##### Data rows
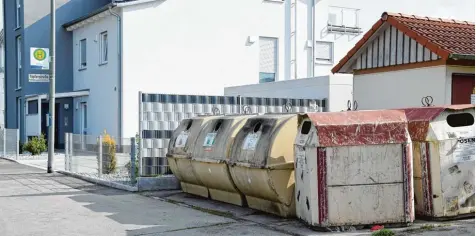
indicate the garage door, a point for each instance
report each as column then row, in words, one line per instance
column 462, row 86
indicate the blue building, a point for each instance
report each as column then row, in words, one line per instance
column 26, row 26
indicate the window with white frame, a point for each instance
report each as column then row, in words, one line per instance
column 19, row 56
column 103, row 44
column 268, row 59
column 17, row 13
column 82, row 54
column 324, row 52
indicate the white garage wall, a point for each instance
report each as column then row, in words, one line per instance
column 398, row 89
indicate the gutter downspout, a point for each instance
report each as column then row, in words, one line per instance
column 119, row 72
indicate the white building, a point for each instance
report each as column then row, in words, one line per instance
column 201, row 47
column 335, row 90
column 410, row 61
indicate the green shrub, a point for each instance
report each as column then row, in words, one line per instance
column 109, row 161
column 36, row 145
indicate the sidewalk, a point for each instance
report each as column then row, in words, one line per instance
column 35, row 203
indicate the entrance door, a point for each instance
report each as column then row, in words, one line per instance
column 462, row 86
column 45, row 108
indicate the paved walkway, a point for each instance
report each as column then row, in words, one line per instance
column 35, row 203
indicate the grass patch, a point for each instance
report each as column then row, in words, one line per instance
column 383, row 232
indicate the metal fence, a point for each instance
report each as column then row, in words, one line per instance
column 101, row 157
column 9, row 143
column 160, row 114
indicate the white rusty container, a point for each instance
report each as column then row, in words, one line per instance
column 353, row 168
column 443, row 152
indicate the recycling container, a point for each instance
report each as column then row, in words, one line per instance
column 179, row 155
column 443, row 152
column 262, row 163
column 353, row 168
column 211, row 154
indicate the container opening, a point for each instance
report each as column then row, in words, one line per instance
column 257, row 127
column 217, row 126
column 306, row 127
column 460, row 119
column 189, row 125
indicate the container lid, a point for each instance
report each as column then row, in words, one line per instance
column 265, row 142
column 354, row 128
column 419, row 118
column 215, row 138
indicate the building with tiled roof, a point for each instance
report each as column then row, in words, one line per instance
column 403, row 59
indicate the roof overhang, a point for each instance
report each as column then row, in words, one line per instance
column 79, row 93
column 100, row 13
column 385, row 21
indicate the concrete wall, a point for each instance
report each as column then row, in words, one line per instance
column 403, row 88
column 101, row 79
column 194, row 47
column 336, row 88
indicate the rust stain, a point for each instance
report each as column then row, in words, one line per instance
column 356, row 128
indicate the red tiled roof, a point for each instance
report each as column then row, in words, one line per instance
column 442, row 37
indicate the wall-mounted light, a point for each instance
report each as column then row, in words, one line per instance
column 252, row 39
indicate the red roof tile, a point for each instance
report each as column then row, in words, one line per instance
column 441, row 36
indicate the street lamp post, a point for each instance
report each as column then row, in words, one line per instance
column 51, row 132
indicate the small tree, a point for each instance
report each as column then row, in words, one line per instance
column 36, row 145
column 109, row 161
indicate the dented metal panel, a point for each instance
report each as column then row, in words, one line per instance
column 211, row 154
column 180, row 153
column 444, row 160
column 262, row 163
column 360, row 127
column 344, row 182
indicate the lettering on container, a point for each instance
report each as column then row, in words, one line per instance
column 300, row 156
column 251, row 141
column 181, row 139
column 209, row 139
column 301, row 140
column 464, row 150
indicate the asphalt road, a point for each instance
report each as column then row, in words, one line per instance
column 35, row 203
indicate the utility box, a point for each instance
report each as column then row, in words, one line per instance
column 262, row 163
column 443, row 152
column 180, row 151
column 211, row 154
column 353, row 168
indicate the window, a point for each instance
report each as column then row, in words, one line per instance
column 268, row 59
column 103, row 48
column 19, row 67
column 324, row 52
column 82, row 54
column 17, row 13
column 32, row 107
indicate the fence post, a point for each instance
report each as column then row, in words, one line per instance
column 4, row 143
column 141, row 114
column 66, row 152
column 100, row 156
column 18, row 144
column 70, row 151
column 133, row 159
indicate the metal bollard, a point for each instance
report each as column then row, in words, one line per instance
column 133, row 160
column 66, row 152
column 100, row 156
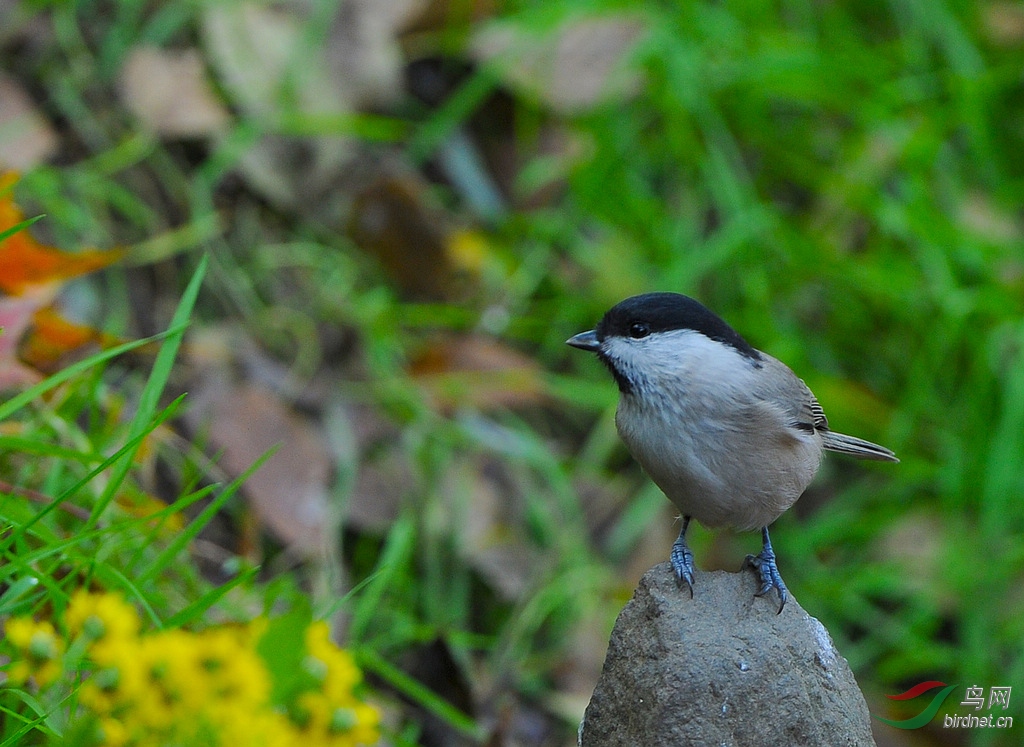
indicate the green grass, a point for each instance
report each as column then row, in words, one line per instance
##########
Copy the lines in the records above verbatim, beginning at the line that contains "indicate the container opening, a" and stopping after the line that contains "column 356, row 128".

indicate the container opening, a point for each instance
report each as column then row, in words, one line per instance
column 257, row 127
column 217, row 126
column 306, row 127
column 460, row 119
column 189, row 125
indicate the container lid, a point for each instance
report each as column then row, in words, one line per instance
column 265, row 142
column 354, row 128
column 419, row 118
column 215, row 138
indicate the building with tiled roof, a point for each instance
report each as column then row, in words, one line per instance
column 403, row 59
indicate the roof overhang, a point for each instance
report each as column then row, in words, one line per instance
column 79, row 93
column 100, row 13
column 385, row 21
indicate the concrete wall, a point for each instance
report each as column then row, in words, one line per instance
column 403, row 88
column 101, row 79
column 194, row 47
column 336, row 88
indicate the rust stain, a point for each instance
report each as column then row, in words, one line per instance
column 356, row 128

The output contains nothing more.